EXERCISE BRIEF ▸ Make an exact copy of the records, omitting all images.

-- GIVEN ENTRIES follows --

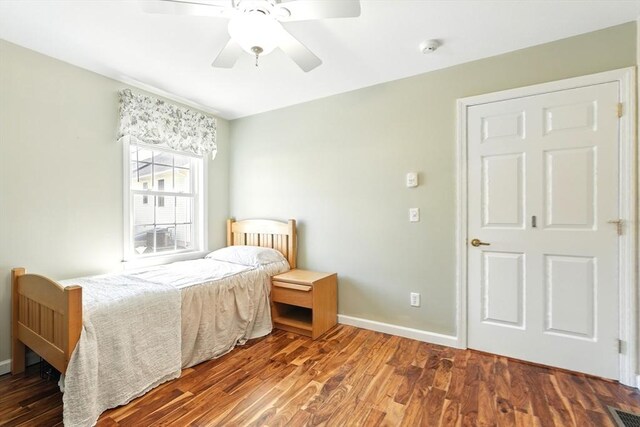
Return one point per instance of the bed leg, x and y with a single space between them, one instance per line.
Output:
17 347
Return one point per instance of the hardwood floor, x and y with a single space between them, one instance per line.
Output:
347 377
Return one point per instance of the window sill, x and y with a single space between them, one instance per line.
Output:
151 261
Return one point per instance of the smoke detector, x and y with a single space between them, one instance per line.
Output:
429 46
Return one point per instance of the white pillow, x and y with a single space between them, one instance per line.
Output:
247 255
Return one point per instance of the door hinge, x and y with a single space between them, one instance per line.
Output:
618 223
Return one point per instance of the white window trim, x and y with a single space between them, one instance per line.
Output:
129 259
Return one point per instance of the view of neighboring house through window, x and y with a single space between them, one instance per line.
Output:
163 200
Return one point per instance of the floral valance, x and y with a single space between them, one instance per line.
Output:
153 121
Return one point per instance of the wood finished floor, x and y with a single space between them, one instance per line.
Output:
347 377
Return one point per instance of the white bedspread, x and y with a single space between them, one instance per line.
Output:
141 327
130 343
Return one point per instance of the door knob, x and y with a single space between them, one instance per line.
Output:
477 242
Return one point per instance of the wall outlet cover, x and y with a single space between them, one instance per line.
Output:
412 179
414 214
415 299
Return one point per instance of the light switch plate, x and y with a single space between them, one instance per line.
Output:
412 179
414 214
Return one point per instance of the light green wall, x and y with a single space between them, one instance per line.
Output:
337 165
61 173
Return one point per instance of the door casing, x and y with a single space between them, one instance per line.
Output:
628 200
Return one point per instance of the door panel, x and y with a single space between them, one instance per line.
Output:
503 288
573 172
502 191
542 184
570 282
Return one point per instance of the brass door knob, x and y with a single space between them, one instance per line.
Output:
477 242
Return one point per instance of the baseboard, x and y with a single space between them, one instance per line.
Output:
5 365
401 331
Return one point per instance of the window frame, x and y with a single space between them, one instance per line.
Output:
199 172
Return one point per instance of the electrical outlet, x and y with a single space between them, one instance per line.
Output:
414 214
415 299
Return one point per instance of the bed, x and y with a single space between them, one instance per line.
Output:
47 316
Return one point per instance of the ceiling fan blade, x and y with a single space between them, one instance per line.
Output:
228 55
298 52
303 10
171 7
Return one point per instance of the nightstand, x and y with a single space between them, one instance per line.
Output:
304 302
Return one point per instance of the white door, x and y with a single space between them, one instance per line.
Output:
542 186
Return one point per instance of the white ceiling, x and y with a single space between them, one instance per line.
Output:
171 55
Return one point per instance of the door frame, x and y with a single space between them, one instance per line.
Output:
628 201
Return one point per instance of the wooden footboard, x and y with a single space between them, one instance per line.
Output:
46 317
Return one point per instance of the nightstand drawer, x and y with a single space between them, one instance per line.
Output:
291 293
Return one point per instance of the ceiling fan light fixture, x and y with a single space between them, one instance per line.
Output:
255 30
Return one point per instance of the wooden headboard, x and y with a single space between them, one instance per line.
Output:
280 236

-- GIVEN ENTRIES concluded --

SOLUTION FOR THIS TASK ▸
Return one point per instance of the bed leg, x and y with a single space between them, one instance per line.
Output:
17 347
Return one point per instance of the hardwood floor, x and y with a single space between them, one instance per line.
Output:
347 377
Return one point per instance of the window sill, x and y with a single space between them, one instance per line.
Output:
151 261
Return one point per instance of the smoke detector, x and y with a single space between them, one instance per line.
Output:
429 46
Return one point per instance of the white pillow, x and y with a single space between them, one instance per line.
Output:
247 255
Return one point per instance of the door hinge, x and y with a single space between them, one instance per line.
Output:
618 223
Return one point per instance of the white window trim, x and y with a single space between them, one instance per line.
Output:
129 259
Return one point per instance of the view of neighboring house through window, x and y with a single space between them, one instance per line.
Output:
163 200
Return one point per instance of the floral valance, x and y with a single space between them, one instance per line.
Output:
153 121
Return one point per instance of the wood finished floor, x and y with a single space between them, one instance per line.
Output:
347 377
Return one point per instance of the white bedspread, x and y with a single space between them, one instance per line.
Output:
141 327
130 343
Return one point per instance of the door knob, x and y with a single space between them, one instance per line.
Output:
477 242
Return one point per instance of the wall outlet cover, x and y with a single space between them, one instance per line.
Output:
412 179
414 214
415 299
Return one point per instance of the light switch plate, x and y with a single space between them, one instance per line.
Output:
412 179
414 214
Return one point per instance of the light green wall, x and y with a single space between them, one instance per line.
Output:
337 165
61 173
Return one point per instance of the door casing, x and y with a single space between them, one instance per line.
Output:
628 200
Return one point per instance of the door panel, x and y with a single space between them, one instance per line.
Output:
503 288
573 172
502 191
542 184
570 282
Return one point per instance of the brass door knob, x and y with a single space between them, one instance per line.
Output:
477 242
Return one point per instance of the baseboard, x and y with a single space between them, one instance per line.
Output:
5 365
401 331
Return one point per instance of the window frame, x and y with a single space between them, one instance per line.
Output:
199 172
Return one point per instance of the electrical outlet, x and y with a single space between them, one instance per line.
Output:
414 214
415 299
Return one point per instance of the bed, x and y with a single space between them, one instance per line.
Output:
47 316
Return one point per instance of the ceiling fan blade, x and y with a single space between them, one instance per line.
Output:
228 55
298 52
303 10
171 7
Return one point per instance of the nightstand, x and y with a single space between them, one instance per line.
Output:
304 302
Return one point per instance of the white door, x and y with a single space between them, one instance per line.
Output:
542 186
Return one point per instance of the white ceiling, x and y with a single space between them, one instance per line.
Output:
171 55
Return one point per instance of the door frame, x and y with a single space between them, one instance per line.
Output:
628 201
Return one point per instance of the wooden footboard, x and y with a single space between them, one instance per line.
Output:
46 317
Return one point per instance of the nightstand drawer, x and y with a single space between them, one instance per line.
Output:
291 293
Return one point per instance of the ceiling fan light fixture, x and y with a single space between them, one instance per line.
Output:
255 30
Return one point per instance of the wooden headboard, x and y with a single space between them, one instance per line.
Output:
280 236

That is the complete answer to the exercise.